• [Selected passage]

----

Framework Architecture. The high-level organization of our framework is given in Figure 5. The figure shows interactions among the OS, OpenCL Runtime and the proposed scheduler. Since device mapping decisions from our scheduler needs to be communicated to the OpenCL application for implementation, we developed custom APIs implemented in C language to exchange information between the application and the scheduler using efficient UNIX sockets. These APIs have negligible overhead on the actual application as demonstrated by our results later in the paper. To make correct decision for all kernels of an application, the scheduler keeps track of the current phases for each kernel via exchanging kernel-id (kID), phase (e.g., kernel-enqueue), and process-id (pid) information with the application. The scheduler monitors the hardware performance counters (PMCs) and run-time conditions (e.g., chip power cap and number of free CPU cores) from the OS, and uses them as inputs to an a priori trained support-vector machine (SVM) classifier to predict the device that minimizes energy or runtime for the kernel.

Kernel Classification. Similar to the previous work [19], we also use SVM-based classifiers to predict the optimal device in our scheduler because for scheduling purposes, it is sufficient to predict the relative ratio of energy or runtime of each device (CPU/GPU) for a kernel; i.e., the exact values of runtime and energy on two devices are not needed. Unlike our work, the previous work used only static code profiling and work group sizes to make device decisions without considering the run-time conditions (e.g., power cap and CPU-load or number of available cores) in the scheduling process. So, there could be performance loss in a dynamic system environment, as shown in the results section.

Our goal is to build a classifier based on measurements on only one device (CPU or GPU) so that during testing correct device could be predicted by running a kernel only on one device. On our system, the publicly available driver does not support collecting GPU counters in real time, so we use
Figure 5: Block diagram of the proposed scheduler for CPU+GPU processors.

----

• [Available data]
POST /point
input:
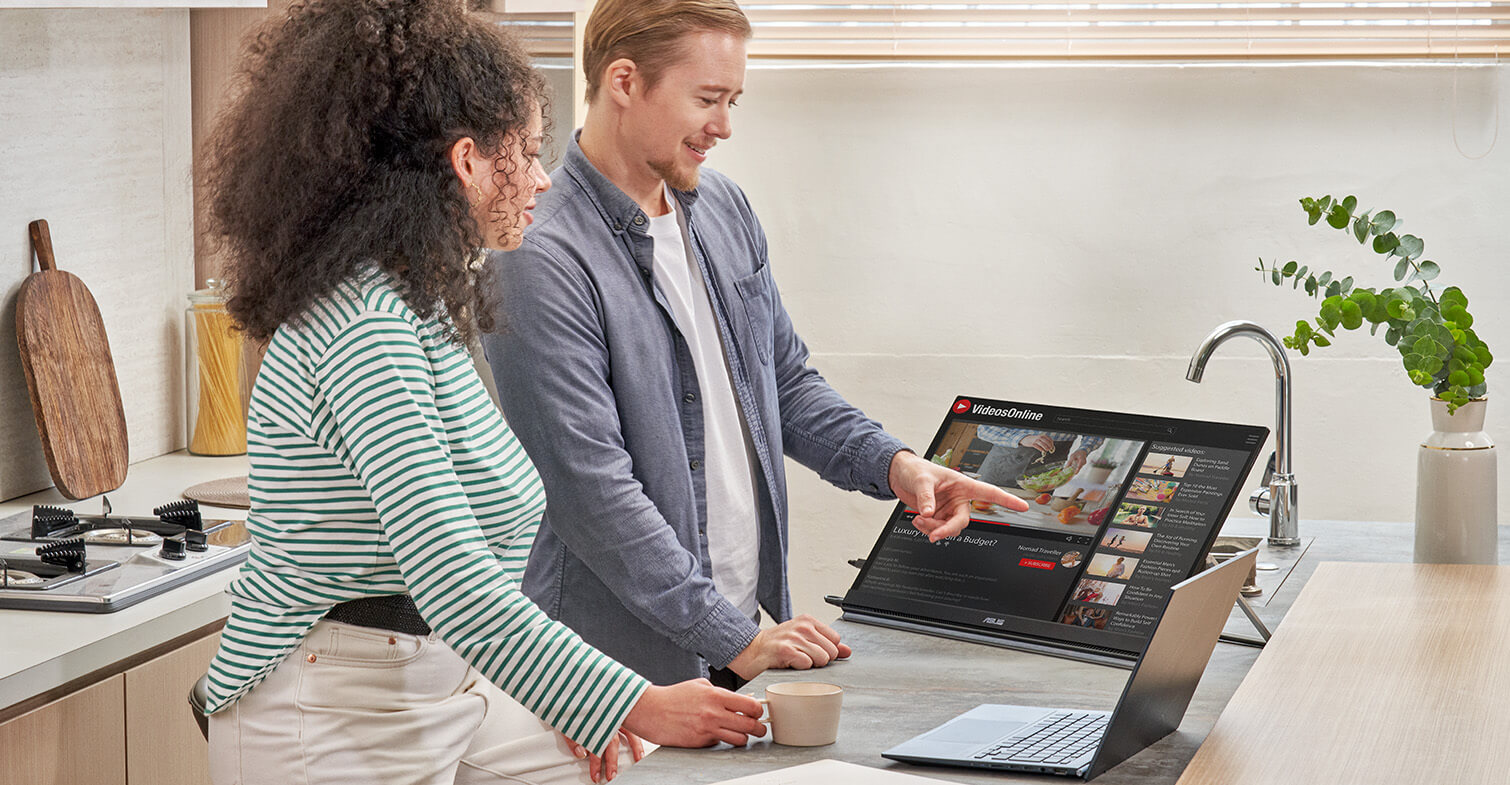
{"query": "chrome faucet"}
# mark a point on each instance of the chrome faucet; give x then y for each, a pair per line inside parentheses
(1279, 494)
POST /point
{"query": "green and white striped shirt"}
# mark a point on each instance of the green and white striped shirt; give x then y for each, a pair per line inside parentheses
(379, 465)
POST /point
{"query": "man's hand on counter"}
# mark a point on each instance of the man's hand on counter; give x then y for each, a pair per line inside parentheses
(941, 495)
(799, 643)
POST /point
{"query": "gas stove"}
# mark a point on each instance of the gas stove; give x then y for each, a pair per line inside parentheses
(56, 559)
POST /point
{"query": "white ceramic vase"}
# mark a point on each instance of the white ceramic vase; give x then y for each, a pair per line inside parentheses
(1456, 488)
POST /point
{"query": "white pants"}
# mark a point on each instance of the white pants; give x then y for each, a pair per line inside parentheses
(360, 705)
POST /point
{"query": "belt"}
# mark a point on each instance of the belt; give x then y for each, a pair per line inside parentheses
(394, 613)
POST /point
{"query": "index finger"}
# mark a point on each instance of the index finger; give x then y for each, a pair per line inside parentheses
(991, 492)
(743, 704)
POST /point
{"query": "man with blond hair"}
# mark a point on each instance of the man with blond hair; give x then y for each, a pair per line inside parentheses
(654, 378)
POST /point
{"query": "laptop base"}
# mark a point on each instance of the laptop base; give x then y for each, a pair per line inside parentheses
(1057, 649)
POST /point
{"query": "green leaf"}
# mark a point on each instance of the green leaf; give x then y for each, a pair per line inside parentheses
(1331, 311)
(1352, 314)
(1411, 246)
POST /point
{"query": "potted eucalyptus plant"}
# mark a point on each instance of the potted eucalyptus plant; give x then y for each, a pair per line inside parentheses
(1433, 331)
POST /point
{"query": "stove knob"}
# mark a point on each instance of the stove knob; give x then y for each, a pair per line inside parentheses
(172, 548)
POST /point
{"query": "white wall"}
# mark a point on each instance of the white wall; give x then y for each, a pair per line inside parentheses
(1069, 234)
(94, 138)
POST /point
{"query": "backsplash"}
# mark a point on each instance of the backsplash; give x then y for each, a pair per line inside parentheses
(97, 141)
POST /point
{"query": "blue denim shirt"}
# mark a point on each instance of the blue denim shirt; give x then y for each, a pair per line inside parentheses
(600, 387)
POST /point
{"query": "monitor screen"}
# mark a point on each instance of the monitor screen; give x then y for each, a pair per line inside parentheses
(1121, 507)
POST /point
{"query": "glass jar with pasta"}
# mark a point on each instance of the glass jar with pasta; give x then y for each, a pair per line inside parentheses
(216, 376)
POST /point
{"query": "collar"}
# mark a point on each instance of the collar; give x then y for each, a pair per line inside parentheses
(618, 209)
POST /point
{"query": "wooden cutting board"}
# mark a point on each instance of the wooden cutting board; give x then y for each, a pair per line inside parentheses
(70, 376)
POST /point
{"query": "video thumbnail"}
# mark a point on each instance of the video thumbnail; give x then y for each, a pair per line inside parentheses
(1139, 515)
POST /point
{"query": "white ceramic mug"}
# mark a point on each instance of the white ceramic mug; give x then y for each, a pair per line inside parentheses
(804, 713)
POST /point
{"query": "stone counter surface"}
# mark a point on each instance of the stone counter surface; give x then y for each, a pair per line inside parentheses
(41, 651)
(900, 684)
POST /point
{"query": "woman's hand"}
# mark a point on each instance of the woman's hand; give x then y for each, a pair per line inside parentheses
(607, 767)
(695, 714)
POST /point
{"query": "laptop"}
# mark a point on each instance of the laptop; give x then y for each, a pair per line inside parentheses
(1122, 506)
(1086, 743)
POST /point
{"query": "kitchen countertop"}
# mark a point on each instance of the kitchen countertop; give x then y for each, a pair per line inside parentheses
(900, 684)
(41, 651)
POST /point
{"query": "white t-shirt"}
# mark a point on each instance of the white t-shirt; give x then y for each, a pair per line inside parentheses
(728, 453)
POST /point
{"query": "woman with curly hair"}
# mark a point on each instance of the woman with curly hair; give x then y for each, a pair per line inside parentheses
(378, 631)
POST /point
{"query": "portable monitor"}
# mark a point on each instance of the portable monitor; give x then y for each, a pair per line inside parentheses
(1121, 507)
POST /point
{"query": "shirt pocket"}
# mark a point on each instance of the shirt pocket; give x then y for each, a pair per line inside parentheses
(757, 298)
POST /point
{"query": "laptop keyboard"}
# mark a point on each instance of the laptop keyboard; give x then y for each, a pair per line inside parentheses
(1057, 738)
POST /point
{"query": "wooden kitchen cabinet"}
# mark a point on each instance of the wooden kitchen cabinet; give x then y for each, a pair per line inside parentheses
(74, 740)
(130, 728)
(162, 741)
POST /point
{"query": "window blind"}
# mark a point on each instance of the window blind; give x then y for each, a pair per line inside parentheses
(1059, 29)
(542, 35)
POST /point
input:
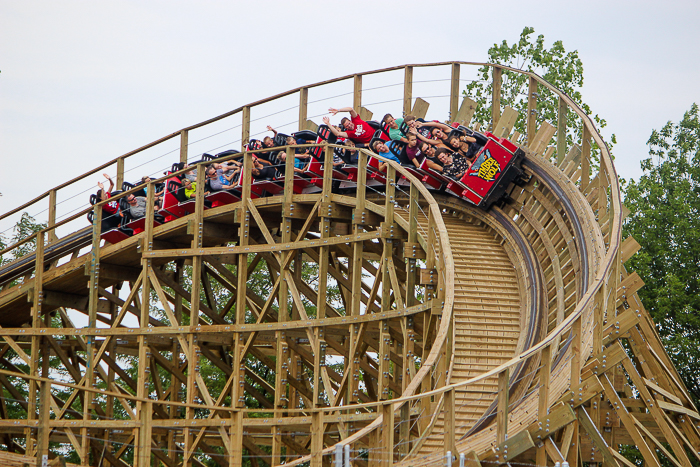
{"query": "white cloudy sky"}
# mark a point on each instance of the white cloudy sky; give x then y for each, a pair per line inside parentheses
(82, 82)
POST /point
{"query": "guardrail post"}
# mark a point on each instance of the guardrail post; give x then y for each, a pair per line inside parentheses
(531, 110)
(585, 158)
(454, 91)
(502, 415)
(184, 142)
(387, 435)
(407, 90)
(303, 107)
(52, 216)
(405, 428)
(562, 116)
(448, 407)
(496, 96)
(36, 296)
(316, 439)
(357, 93)
(245, 126)
(543, 398)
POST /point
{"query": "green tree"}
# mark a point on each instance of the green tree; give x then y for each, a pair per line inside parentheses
(560, 68)
(25, 227)
(665, 220)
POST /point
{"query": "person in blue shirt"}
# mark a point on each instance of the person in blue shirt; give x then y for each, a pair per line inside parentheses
(384, 150)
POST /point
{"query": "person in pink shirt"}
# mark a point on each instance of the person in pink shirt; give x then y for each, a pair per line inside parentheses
(355, 128)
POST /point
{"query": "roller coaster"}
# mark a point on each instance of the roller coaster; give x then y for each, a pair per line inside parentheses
(379, 318)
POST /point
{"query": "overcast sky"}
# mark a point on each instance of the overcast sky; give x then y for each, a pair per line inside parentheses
(83, 82)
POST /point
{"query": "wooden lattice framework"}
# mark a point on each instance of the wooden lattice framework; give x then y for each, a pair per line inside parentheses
(586, 373)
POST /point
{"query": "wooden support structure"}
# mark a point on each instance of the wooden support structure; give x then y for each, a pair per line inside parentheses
(367, 312)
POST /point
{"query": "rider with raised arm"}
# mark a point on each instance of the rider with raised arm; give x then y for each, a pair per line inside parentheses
(355, 128)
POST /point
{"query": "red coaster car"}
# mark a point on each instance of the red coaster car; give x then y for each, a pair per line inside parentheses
(495, 167)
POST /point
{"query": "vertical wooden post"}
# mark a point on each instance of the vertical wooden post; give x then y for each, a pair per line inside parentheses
(243, 214)
(36, 341)
(52, 216)
(281, 363)
(388, 435)
(384, 337)
(184, 142)
(407, 90)
(448, 408)
(120, 173)
(543, 402)
(353, 367)
(142, 453)
(236, 436)
(496, 96)
(585, 158)
(357, 93)
(42, 445)
(405, 430)
(502, 415)
(600, 303)
(245, 126)
(316, 439)
(144, 445)
(303, 107)
(562, 116)
(93, 299)
(190, 351)
(454, 92)
(531, 110)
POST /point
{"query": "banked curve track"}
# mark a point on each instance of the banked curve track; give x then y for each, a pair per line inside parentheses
(398, 324)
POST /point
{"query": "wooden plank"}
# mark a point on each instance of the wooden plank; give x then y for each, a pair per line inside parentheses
(542, 138)
(311, 126)
(531, 118)
(407, 89)
(590, 428)
(454, 92)
(303, 107)
(277, 247)
(184, 144)
(466, 111)
(506, 122)
(420, 108)
(245, 126)
(585, 158)
(502, 414)
(357, 93)
(678, 409)
(628, 248)
(562, 115)
(618, 328)
(629, 423)
(496, 96)
(629, 286)
(365, 114)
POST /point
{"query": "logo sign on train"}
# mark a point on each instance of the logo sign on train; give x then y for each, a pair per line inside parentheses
(486, 168)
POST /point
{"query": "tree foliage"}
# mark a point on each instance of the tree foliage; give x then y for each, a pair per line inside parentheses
(562, 69)
(665, 220)
(24, 228)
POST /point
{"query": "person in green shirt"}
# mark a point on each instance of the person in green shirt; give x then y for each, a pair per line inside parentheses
(190, 188)
(394, 124)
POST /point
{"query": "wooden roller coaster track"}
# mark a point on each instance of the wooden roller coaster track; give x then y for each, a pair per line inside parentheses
(390, 324)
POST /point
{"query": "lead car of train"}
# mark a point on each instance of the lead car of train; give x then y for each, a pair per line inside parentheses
(496, 165)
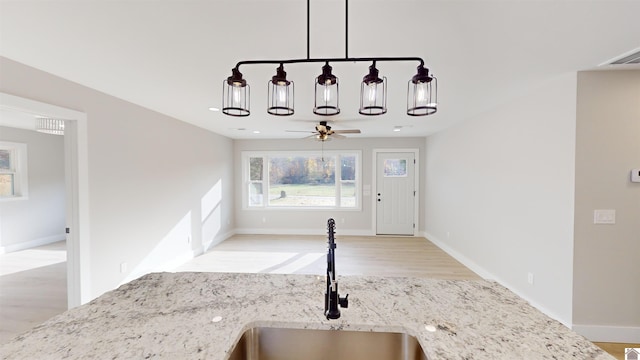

----

• [Written exercise 1]
Count the lines in the entries that contain the string "curve", and give only that number.
• [Written exercise 2]
Continue the passage about the CPU+GPU scheduling framework from the point where it stops.
The passage and the entries have no connection to each other.

• [Exercise response 1]
2

• [Exercise response 2]
CPU measurements to predict the appropriate device. During training phase, we run multiple OpenCL applications on both CPU and GPU devices at different power cap and workload conditions while collecting the PMCs only during CPU runs. These PMCs, along with system conditions are used as features to build reliable SVM models (off-line process). Table 1 shows the list of PMCs used as the feature space for the SVM-based classifier. We selected these PMCs to represent the characteristics of different kernels and to minimize classification accuracy for finding suitable device across all kernels and system conditions. For example, kernels with higher branch instructions benefit more on CPU, while those with higher LLC misses and resource stalls perform better on GPU because the latencies due to such misses and stalls are hidden by GPU architecture. The trained models are stored and used by the scheduler to make suitable decisions for different kernels. In particular, we use the following standard SVM equation to predict the appropriate device ($c < 0$ for GPU, and CPU otherwise) at run-time:

$$c = \sum_{i=1}^{n} \alpha_i l_i k(s_i, x) + b,$$

where, $n$ denotes the number of support vectors, $b$ denotes the bias of SVM classifier, $x$ is the test feature, and $s_i$ and $l_i$ denote the $i^{th}$ support vector and its class-label, respectively. We studied different kernel-functions (linear, gaussian and polynomial) to partition the feature space using SVM and found the polynomial kernel function performing the best. This is mainly because the performance and energy are typically nonlinear function of system statistics. In particular, we used $3^{rd}$ order polynomial basis function, denoted as $k(s_i, x) = (1 + s_i.x)^3$, in our SVM classifier. Although training an SVM model is computationally expensive, the testing is far less expensive than the training. Further, it is worth mentioning that these models need to be built only once, so if the underlying hardware changes, the SVM models could be retrained for the new hardware. Furthermore, we build different SVM models for runtime and energy goals as the device decision for minimizing one is typically different than the other.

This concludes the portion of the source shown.